Bioorganic chemistry: Determination of enzyme mechanisms and transition states; synthesis of inhibitors, alternative substrates, and isotopically labeled compounds; enzyme kinetics
The primary goal of research in the Murkin Laboratory is to understand the mechanisms of enzymatic processes related to disease and to develop inhibitors that may prove beneficial in drug development. The group employs two main approaches for such “rational design” of inhibitors: transition state mimicry and covalent inhibition.
Stable compounds that resemble the reaction’s transition state are often potent inhibitors. To design such compounds, the enzymatic transition-state structure is elucidated by a combination of experiment and computation. First, multiple kinetic isotope effects (KIEs) are measured, which give a quantitative description of the bonding changes the substrate undergoes as it traverses through the transition state. Then, a transition-state model is generated by matching experimental KIEs to those calculated using quantum mechanical computation. This model serves as a blueprint for the design of transition-state analogues.
An alternative rational strategy is the design of mechanism-based or targeted covalent inhibitors. In the former, the enzyme processes the inhibitor partially through its mechanism as if it were a substrate, but an important feature stops the reaction at an intermediate stage, trapping the enzyme as a covalent adduct. In the latter, a scaffold that is known to bind reversibly to the target enzyme is affixed with a carefully chosen electrophilic group that reacts with a neighboring amino acid residue only after binding tightly to the enzyme, leading to highly selective inhibition.
In the Murkin Laboratory, students gain expertise in many of the chemical, biochemical, and biophysical tools essential for pursuing careers in academia or industry. Among these methods are protein expression, enzyme kinetics, and synthesis of inhibitors and isotopically labeled compounds. Projects are directed at drug targets in infectious diseases including malaria, tuberculosis, and bacterial infections.

++++++

◆ TASK INSTRUCTIONS:
Decide whether each statement below agrees with the text on the Murkin Laboratory's research, giving yes or no plus the deciding words quoted from the text. 1. The group uses transition state mimicry and covalent inhibition as its two main approaches to inhibitor design. 2. The transition-state structure is worked out by computation alone. 3. In targeted covalent inhibition, the electrophilic group reacts with a nearby amino acid residue before the scaffold binds to the enzyme.

◆ Recorded data:
++++++

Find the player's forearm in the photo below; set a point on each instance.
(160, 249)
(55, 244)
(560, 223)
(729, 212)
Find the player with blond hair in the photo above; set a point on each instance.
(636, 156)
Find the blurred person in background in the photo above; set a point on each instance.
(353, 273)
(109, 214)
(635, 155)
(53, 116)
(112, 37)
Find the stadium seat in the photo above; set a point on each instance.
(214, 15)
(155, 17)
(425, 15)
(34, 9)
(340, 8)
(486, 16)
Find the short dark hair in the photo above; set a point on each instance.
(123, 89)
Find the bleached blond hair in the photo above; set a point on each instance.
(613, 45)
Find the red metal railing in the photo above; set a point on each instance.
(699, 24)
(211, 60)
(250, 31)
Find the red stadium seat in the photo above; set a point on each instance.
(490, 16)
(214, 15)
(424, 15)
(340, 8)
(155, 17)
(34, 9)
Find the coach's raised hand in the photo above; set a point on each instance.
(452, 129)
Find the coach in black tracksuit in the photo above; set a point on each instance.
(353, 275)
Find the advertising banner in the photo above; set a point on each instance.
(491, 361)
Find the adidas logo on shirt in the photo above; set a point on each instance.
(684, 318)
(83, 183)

++++++

◆ ANSWER FOR THIS EXERCISE:
1. Yes: "The group employs two main approaches for such “rational design” of inhibitors: transition state mimicry and covalent inhibition."
2. No: "the enzymatic transition-state structure is elucidated by a combination of experiment and computation."
3. No: "reacts with a neighboring amino acid residue only after binding tightly to the enzyme"